(Records for this exercise)
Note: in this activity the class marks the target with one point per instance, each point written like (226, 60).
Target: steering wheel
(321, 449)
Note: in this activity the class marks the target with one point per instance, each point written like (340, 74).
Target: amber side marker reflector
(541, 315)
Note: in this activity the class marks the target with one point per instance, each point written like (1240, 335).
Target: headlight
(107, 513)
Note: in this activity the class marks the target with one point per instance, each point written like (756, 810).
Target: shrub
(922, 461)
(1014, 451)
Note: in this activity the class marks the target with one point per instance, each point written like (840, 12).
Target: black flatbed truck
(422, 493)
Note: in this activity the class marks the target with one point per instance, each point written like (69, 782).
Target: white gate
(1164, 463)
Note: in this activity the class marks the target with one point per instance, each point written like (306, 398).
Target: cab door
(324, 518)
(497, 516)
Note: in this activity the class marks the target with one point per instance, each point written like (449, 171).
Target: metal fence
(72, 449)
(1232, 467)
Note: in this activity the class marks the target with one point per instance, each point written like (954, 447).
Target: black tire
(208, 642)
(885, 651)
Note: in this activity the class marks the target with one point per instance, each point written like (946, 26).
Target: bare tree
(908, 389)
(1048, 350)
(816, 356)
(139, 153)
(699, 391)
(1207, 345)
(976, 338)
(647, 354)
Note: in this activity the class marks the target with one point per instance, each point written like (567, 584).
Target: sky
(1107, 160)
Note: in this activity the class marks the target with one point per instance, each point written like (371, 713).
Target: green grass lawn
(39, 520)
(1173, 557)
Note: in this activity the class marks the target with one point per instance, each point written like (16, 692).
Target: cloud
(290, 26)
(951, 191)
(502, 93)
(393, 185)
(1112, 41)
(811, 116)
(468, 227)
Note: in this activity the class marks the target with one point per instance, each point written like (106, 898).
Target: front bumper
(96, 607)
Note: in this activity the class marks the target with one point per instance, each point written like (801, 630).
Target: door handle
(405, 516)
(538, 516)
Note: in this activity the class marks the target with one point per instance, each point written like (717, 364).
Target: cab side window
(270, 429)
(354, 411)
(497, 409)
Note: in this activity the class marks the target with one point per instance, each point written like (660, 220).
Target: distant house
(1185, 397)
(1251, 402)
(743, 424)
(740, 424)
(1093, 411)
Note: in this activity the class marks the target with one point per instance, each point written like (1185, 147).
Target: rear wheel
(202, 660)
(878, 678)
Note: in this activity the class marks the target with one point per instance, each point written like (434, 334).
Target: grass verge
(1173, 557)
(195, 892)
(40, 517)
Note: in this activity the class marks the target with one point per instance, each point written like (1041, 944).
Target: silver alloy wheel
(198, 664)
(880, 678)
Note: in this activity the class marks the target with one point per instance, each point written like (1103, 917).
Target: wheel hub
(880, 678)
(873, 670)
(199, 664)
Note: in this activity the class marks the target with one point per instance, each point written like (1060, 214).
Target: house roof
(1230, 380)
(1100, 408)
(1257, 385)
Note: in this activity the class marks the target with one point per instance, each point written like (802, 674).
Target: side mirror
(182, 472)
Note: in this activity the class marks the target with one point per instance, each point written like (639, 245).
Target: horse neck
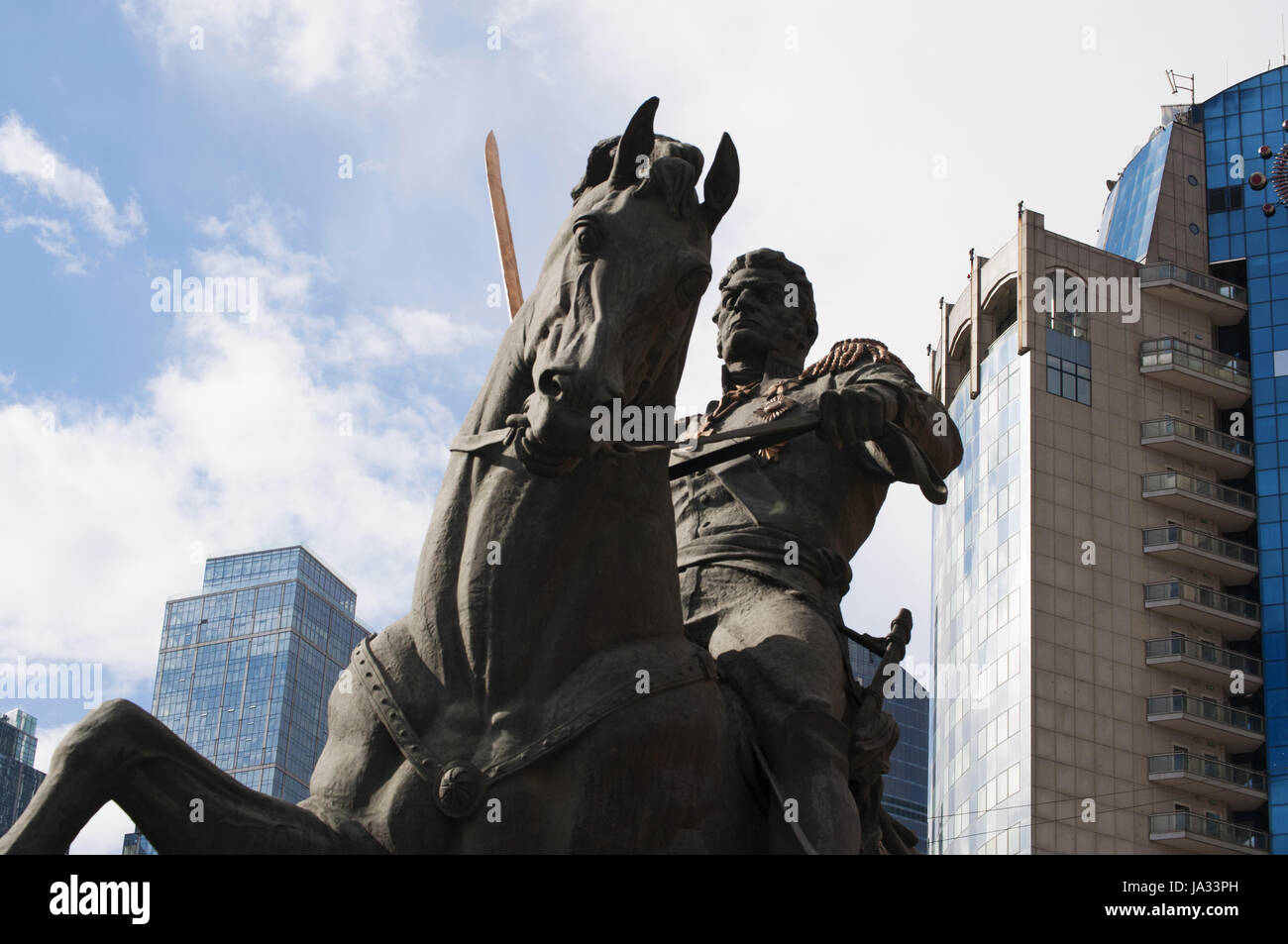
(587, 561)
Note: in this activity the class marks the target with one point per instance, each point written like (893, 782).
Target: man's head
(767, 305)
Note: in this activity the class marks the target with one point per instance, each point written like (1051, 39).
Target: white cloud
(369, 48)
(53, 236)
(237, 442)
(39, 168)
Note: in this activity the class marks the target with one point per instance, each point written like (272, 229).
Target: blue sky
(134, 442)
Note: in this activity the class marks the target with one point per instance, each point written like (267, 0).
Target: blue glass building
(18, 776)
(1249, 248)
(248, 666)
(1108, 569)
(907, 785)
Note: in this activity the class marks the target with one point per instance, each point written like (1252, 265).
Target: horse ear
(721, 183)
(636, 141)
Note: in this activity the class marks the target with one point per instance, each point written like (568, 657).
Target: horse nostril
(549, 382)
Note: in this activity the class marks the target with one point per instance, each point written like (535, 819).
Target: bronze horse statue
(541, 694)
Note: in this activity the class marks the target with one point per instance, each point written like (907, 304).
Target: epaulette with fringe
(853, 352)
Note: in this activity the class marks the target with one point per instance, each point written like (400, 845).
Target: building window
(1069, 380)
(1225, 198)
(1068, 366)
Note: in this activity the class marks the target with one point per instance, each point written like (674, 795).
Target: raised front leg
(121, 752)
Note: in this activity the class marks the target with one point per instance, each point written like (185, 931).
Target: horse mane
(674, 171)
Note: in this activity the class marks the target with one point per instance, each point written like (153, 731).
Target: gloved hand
* * *
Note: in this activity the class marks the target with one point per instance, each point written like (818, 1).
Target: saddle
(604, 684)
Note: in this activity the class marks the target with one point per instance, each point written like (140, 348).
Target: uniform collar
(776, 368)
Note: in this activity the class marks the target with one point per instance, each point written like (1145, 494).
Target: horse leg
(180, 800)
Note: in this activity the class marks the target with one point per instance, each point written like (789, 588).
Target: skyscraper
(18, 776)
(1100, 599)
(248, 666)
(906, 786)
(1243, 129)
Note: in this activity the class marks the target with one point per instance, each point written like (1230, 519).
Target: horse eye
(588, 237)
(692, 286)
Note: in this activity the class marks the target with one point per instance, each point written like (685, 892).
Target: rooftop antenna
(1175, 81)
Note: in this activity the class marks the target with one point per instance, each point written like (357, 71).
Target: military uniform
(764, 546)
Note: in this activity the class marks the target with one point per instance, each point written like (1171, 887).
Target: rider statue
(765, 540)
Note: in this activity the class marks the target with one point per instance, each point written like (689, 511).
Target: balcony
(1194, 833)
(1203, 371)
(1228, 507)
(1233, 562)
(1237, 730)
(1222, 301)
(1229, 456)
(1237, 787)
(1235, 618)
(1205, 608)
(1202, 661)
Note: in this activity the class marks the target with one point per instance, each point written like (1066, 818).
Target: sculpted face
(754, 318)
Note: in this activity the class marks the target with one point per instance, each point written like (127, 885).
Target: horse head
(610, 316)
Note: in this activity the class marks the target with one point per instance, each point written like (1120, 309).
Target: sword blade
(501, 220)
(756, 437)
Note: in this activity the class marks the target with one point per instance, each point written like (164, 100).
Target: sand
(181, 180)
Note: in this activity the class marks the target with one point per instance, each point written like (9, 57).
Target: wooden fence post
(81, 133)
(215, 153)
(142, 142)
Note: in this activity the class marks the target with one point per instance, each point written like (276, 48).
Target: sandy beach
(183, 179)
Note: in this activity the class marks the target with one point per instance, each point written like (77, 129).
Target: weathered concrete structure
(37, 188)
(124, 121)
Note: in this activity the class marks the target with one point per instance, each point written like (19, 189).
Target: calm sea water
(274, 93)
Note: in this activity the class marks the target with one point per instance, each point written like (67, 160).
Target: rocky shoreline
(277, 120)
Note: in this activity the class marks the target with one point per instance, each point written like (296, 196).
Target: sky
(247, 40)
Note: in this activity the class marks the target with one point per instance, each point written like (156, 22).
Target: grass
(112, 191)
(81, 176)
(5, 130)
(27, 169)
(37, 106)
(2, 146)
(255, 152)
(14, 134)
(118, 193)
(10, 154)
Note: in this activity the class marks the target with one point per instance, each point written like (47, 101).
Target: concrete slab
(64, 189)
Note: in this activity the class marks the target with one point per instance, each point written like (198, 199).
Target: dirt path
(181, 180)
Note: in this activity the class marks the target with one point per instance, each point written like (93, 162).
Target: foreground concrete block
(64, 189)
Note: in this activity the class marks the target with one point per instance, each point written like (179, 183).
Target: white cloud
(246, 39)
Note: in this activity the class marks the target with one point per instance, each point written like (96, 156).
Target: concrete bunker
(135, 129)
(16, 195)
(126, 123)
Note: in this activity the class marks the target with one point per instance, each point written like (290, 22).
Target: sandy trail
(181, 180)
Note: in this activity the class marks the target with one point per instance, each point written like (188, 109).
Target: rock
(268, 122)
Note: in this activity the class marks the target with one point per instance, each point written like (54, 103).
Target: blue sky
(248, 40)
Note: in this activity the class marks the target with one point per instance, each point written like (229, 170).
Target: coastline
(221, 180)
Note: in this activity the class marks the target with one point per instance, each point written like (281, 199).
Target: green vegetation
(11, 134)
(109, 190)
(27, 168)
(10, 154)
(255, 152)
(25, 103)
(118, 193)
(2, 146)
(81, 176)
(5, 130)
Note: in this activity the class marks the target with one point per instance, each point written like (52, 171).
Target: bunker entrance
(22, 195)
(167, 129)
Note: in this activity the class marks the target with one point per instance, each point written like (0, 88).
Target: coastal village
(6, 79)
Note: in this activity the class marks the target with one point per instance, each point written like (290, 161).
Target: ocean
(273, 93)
---
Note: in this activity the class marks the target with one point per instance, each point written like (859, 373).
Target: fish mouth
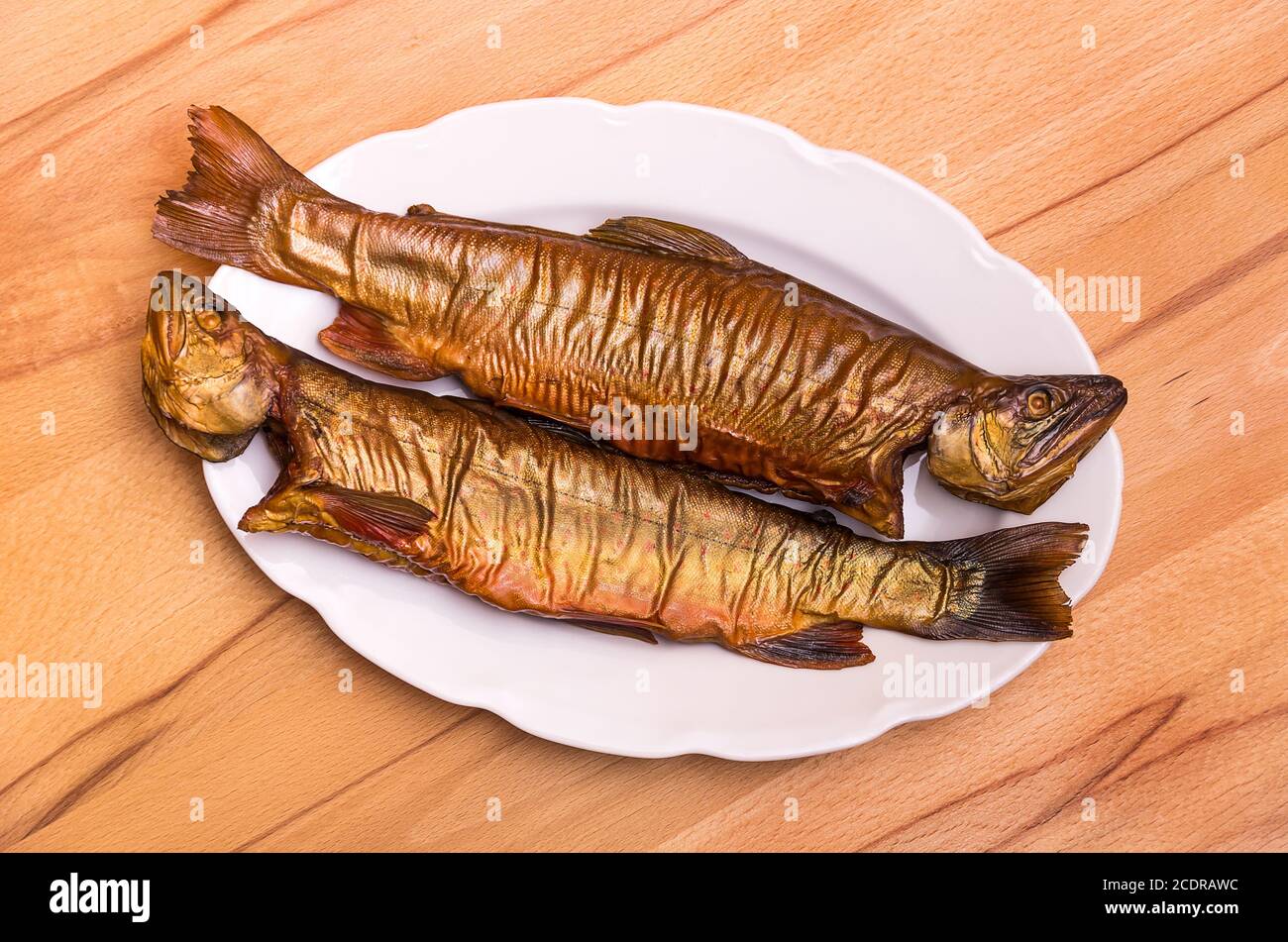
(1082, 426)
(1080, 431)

(Job)
Render the entries starting with the line that contains "like (859, 373)." and going on through the line that contains "(1080, 431)" as a two-column CSV with the header entry_text,answer, one row per entry, each value in its own quoted field and any line breaks replaced with spaces. Leave the pictures out.

(Solution for this problem)
entry_text,answer
"Note: in this activity the class marks the target with one point per instance, each point written like (859, 373). Target: fish mouth","(1082, 426) (1080, 431)"